#### [DOCUMENT EXCERPT]
· · · ·
As to why we did not recognize on Sunday that we'd heard the same set, I can clearly say why I did not recognize the questions: I did not travel with my team to Rockford-Auburn (another four hour trip, btw), as my Assistant Coaches were in charge that day. Andrew maybe should have recognized the questions, but he has assured me that he was unaware of having heard the questions. Personally, I have no problems believing this as it honestly starts to blend... maybe not for others, but after over 100 games this year already in competition plus probably 200 practice matches, it's hard to decide whether any particular game we read is one that we have already heard or whether some clues are familiar because similar clues were used in other games.

Obviously I am very sorry that we participated in Sunday’s tournament (even though we didn’t intentionally participate in a tournament using the same questions we’ve already heard). Competing on the same questions we’ve heard before doesn’t provide us with an accurate idea of where we stand compared to the teams we faced, and our wins against DCC and Olmsted Falls should of course be invalidated. Our performance from Saturday (5th place with decisive losses to Copley and Olmsted Falls) more accurately reflects where we fit in.
· · · ·
#### [DATA EXCERPT]
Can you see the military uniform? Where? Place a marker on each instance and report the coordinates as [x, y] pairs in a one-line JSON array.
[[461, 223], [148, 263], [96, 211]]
· · · ·
#### [TASKS FOR THIS EXERCISE]
(a) Summarize the statement about the repeated question set in two sentences.
(b) Write the next paragraph of the statement about the repeated question set, picking up right after its final sentence.

#### [WRITTEN ANSWERS]
(a) The writer did not recognize Sunday's questions because the assistant coaches took the team to Rockford-Auburn, and Andrew has said he was unaware of having heard them, which the writer finds believable after more than 100 competition games and many practice matches this year. The writer is sorry the team competed on questions it had already heard, says the wins against DCC and Olmsted Falls should be invalidated, and considers Saturday's fifth-place finish a more accurate measure of the team's standing.

(b)
Apart from the impact on other programs, I am also sorry about in a sense wasting my team’s time and resources. This is for me almost the biggest issue and also why have a hard time understanding why people would think we would do this intentionally. The trip cost us 20% of our annual budget…the only reason I can justify the long trip is to get two tournaments out of this, and I ALWAYS make sure that none of the NAQT tournaments we attend conflict with each other. Bob has used a variety of vendors for Sunday, but he has always advertised it as PACE, and for some reason I believed Sunday’s set was going to be one we didn’t hear… I should have been more diligent in double-checking the provider of the questions, but I was honestly unaware of the set being used.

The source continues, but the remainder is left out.